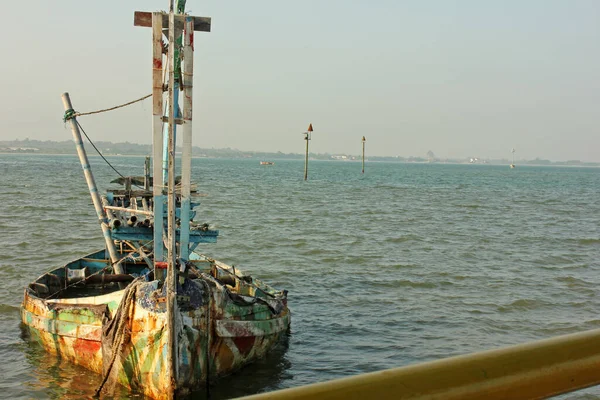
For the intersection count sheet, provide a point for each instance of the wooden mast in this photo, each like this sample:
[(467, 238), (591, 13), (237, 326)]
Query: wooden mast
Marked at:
[(175, 21), (187, 84), (171, 280)]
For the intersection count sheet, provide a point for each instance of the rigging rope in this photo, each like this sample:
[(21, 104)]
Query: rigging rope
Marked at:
[(100, 154), (72, 113)]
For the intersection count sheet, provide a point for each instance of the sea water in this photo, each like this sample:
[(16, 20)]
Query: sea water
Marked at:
[(402, 264)]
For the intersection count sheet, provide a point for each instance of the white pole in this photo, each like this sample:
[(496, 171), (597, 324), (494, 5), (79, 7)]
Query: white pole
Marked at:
[(157, 135), (89, 178)]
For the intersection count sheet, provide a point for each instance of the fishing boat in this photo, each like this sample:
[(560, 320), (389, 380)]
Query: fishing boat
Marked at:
[(149, 311)]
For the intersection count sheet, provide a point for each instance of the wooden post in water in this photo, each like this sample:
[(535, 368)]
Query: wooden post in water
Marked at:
[(171, 223), (307, 136), (363, 141), (89, 178)]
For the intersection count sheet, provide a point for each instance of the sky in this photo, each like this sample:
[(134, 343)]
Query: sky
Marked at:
[(462, 79)]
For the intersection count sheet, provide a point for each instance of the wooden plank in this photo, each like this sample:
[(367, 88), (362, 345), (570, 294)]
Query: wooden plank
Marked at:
[(142, 18)]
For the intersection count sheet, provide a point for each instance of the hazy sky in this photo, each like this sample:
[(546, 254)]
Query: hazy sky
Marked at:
[(460, 78)]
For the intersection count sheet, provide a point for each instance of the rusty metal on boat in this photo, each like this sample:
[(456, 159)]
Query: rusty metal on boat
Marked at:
[(149, 312)]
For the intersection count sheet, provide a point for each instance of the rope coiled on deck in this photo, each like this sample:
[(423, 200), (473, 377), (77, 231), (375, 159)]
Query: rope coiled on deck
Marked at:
[(122, 336)]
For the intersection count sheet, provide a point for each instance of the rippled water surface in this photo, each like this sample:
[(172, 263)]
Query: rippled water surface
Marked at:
[(403, 264)]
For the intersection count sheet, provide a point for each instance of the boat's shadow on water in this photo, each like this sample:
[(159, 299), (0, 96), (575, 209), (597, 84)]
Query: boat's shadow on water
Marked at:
[(264, 375), (56, 378)]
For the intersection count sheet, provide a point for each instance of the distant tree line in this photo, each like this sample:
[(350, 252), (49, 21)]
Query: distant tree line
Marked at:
[(126, 148)]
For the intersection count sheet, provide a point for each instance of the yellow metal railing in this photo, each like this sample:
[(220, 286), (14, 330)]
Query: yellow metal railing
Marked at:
[(533, 370)]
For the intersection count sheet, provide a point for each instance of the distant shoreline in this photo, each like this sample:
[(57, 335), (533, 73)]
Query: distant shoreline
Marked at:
[(374, 159)]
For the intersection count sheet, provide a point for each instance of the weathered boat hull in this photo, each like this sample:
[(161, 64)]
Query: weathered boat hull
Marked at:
[(217, 333)]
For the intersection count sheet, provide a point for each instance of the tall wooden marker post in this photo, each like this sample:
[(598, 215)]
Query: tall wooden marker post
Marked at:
[(307, 136), (363, 141)]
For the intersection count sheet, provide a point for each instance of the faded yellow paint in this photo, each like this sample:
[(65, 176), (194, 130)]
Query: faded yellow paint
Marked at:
[(533, 370)]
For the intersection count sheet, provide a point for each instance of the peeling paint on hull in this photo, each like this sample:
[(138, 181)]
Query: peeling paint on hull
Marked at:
[(226, 333)]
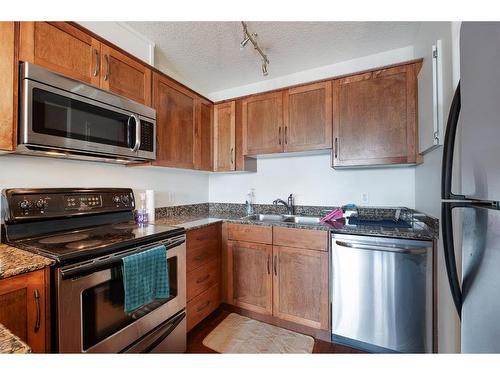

◇ ◇ ◇ ◇

● **What you need to do**
Extract every line of the records above word for word, leaving out the pictures.

● **Reply to the exercise**
For the intersection count sheet, provide a point for each instance of the wooden mast in this photo, each like this sample:
[(467, 238), (591, 13), (237, 326)]
Query: wooden mast
Marked at:
[(175, 21), (187, 84), (171, 280)]
For the intersection count sheet, provide a point for each instance of the rigging rope in this photo, each like this sample:
[(21, 104)]
Query: rigging rope
Marked at:
[(100, 154), (72, 113)]
For the intersection count sheet, provide a point for each instance of the sea water in this photo, each like this sample:
[(16, 20)]
Query: sea water
Marked at:
[(402, 264)]
For the intersection count sheet, provide a point for each instance of the white pole in this photo, each like this sample:
[(496, 171), (597, 324), (494, 5), (79, 7)]
Query: white pole
Marked at:
[(157, 135), (89, 178)]
For the intersection count sheet, provide a point for each instance of the fishing boat in this photo, each like this sample:
[(560, 320), (389, 380)]
Query: fishing boat
Marked at:
[(149, 311)]
For the intersection count sheet, provide a point for each instance of the wooden post in water in this photo, each like this sample:
[(535, 368)]
Query: wooden post in water
Marked at:
[(171, 223), (307, 136), (363, 141), (89, 178)]
For the intersection count sheet, provide a point for each instance of the sky in this photo, each like this sample:
[(134, 343)]
Query: sky
Marked at:
[(462, 79)]
For the intersection count sheet, provide a point for each instance of the wooden plank in this photo, each like this sample:
[(367, 88), (362, 345), (570, 294)]
Query: wooden plank
Marked at:
[(142, 18)]
For the intersection count sheet, provide a point for each instance of the hazy sky in this photo, each like this sample:
[(546, 254)]
Query: hazy sky
Marked at:
[(460, 78)]
For the intersection count sheet, provide a point for each instance of the rusty metal on boat in this photo, each like this sample:
[(456, 159)]
Query: rusty metal on boat
Marked at:
[(149, 312)]
For the intersection count sheet, provide a point for each instance of the rope coiled on deck in this photo, each like this sample:
[(423, 200), (473, 377), (77, 231), (375, 159)]
Query: rope coiled on deck
Marked at:
[(122, 336)]
For the intersection count sheet, provide a point for each instance of the rippled water surface in this photo, each like this sample:
[(172, 263)]
Query: rippled water surface
Marked at:
[(403, 264)]
For the intersection count sheet, provide a point for each instance of the boat's shadow on water in this photo, each like this sample:
[(159, 299), (0, 96), (575, 209), (597, 84)]
Query: boat's shadow on water
Marked at:
[(264, 375), (56, 378)]
For the intersection count sheet, provide a point for each instance of the distant tree line in this photo, each like this sample:
[(350, 252), (49, 21)]
Query: distant tree line
Marked at:
[(126, 148)]
For the intersection count sheet, provide a point for each instance of the yellow metal railing in this photo, each like this sample:
[(220, 286), (14, 330)]
Query: yellow metal railing
Marked at:
[(533, 370)]
For the intersection count sheet, provide a point for each instance of the distant shoreline in this photo, each like this sample:
[(57, 335), (533, 73)]
Query: distant shoreline
Marked at:
[(374, 159)]
For the intersection count sheet, provide a point for each instance of the weathered boat hull in this photo, each like this sample:
[(161, 64)]
Query: weathered boat hull
Marked at:
[(217, 333)]
For the intersection count sheet, provide a point for each instance of the tall wooden marker post in this photo, each like this sample:
[(598, 215)]
Query: tall wooden marker post
Marked at:
[(307, 136), (363, 141)]
For the intersection count sheet, provide a point for each instance of the faded yellow paint in this photo, each like this sample:
[(65, 176), (194, 130)]
Query: faded yellow paint
Marked at:
[(533, 370)]
For the intersection count sheet, provide a point for each instance of the peeling paint on hull in this photo, each like this sample:
[(138, 181)]
Query: peeling paint on hull
Marked at:
[(226, 333)]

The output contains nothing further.